March 2019 - Estate Planning and Elder Law
Ms. Stephanie A. Bivens is principal attorney at Bivens & Associates P.L.L.C. that specializes exclusively in Estate Planning, Elder Law and Special Needs Planning. She is a Certified Elder Law Attorney accredited by the State Bar of Arizona.
She based her presentation on 10 Common Mistakes in Estate Planning –Avoid the Pitfalls. The following summary is based on the power point presentation included with this review.
Mistake 1: Procrastination and Failure to plan at All
She discussed that everyone over age 18 should have an Estate Plan based on the key document including Health Care Power of Attorney, Living Well, Financial Power of Attorney, and Last Will and Testament or Trust.
Mistake 2: Do it Yourself Planning
You should not consider preparing your own documents. Often times, mistakes are discovered too late and could result in unnecessary legal proceedings and/or litigation.
Mistake 3: Failure to Update Estate Planning Documents
Because conditions can change, you need to review and update any of your documents.
Mistake 4: Failure to Coordinate Non-Probate Assets with the Overall Plan
It is important to identify how assets will be distributed whether by Will, joint ownership or beneficiary designation.
Mistake 5: Failure to Properly Fund Your Trust
A Trust can only manage assets owned by the Trust.
Mistake 6: Failure to Plan for Contingencies, such as People Dying “Out of Order”
Mistake 7: Failure to Deal with Blended Family Issues and Potential Contests
Mistake 8: Failure to Plan for Potential Incapacity
Proper planning is for both life (incapacitation) and death planning. Documents can be used to carry out the wishes of an incapacitated person in such areas as financial affairs and medical care.
Mistake 9: Failure to Consider Using a Trust
A Trust is not necessarily based on how much you have, but how you handle what you have.
Mistake 10: Failure to Leave the “Bread Crumbs”
It is important to provide a list of assets, particularly digital assets and passwords.
Ms. Bivens concluded her presentation with a brief review of ways to provide for long-term care. These included long-term policies, annuities, and government programs.

▶ _SOURCE DATA_
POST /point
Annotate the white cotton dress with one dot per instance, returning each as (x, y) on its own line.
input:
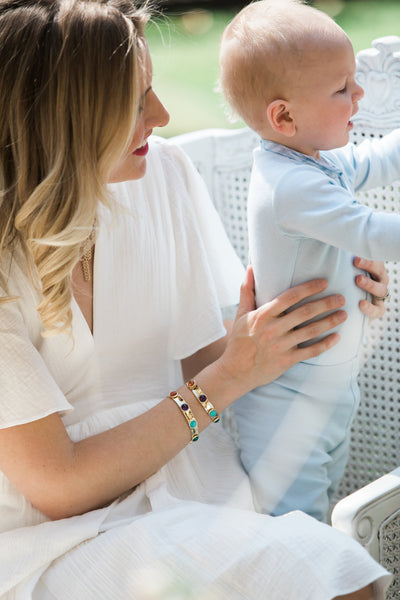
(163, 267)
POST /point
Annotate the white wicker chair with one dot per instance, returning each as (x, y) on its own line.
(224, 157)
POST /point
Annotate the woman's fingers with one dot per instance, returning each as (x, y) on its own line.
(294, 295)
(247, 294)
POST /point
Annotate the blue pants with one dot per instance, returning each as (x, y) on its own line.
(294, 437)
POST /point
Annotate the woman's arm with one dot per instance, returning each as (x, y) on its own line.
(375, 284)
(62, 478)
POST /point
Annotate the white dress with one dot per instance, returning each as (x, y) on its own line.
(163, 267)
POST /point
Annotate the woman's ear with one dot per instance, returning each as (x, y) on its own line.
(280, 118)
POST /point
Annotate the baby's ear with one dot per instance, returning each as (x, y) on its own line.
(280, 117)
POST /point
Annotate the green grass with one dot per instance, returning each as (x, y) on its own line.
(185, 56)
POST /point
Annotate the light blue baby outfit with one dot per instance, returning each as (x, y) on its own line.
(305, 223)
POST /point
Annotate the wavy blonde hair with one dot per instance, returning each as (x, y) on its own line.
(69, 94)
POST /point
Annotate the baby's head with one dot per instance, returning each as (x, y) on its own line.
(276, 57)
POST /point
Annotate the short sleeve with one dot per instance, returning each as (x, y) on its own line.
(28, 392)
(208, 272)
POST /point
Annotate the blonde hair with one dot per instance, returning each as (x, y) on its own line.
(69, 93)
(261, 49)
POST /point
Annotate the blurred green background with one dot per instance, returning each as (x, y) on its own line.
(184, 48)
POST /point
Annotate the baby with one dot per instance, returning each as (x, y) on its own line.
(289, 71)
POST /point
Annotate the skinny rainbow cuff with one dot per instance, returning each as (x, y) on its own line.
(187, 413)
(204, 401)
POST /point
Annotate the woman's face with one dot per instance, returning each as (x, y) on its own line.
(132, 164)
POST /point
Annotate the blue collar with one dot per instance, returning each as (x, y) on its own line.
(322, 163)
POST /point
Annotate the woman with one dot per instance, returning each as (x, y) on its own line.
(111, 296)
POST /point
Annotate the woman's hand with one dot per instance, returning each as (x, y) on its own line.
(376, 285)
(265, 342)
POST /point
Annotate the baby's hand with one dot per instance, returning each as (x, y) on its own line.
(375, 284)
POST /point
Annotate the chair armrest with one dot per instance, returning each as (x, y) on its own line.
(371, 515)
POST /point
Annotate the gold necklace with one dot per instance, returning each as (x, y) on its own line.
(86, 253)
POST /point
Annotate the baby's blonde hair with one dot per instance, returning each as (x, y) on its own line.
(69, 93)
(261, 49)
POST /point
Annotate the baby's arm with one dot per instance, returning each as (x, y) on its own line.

▶ _PROBLEM DESCRIPTION_
Reproduce the passage of the estate planning summary that opens with the words containing "Mistake 7: Failure" and closes with "and government programs.".

▶ _REPLY TO THE TASK_
Mistake 7: Failure to Deal with Blended Family Issues and Potential Contests
Mistake 8: Failure to Plan for Potential Incapacity
Proper planning is for both life (incapacitation) and death planning. Documents can be used to carry out the wishes of an incapacitated person in such areas as financial affairs and medical care.
Mistake 9: Failure to Consider Using a Trust
A Trust is not necessarily based on how much you have, but how you handle what you have.
Mistake 10: Failure to Leave the “Bread Crumbs”
It is important to provide a list of assets, particularly digital assets and passwords.
Ms. Bivens concluded her presentation with a brief review of ways to provide for long-term care. These included long-term policies, annuities, and government programs.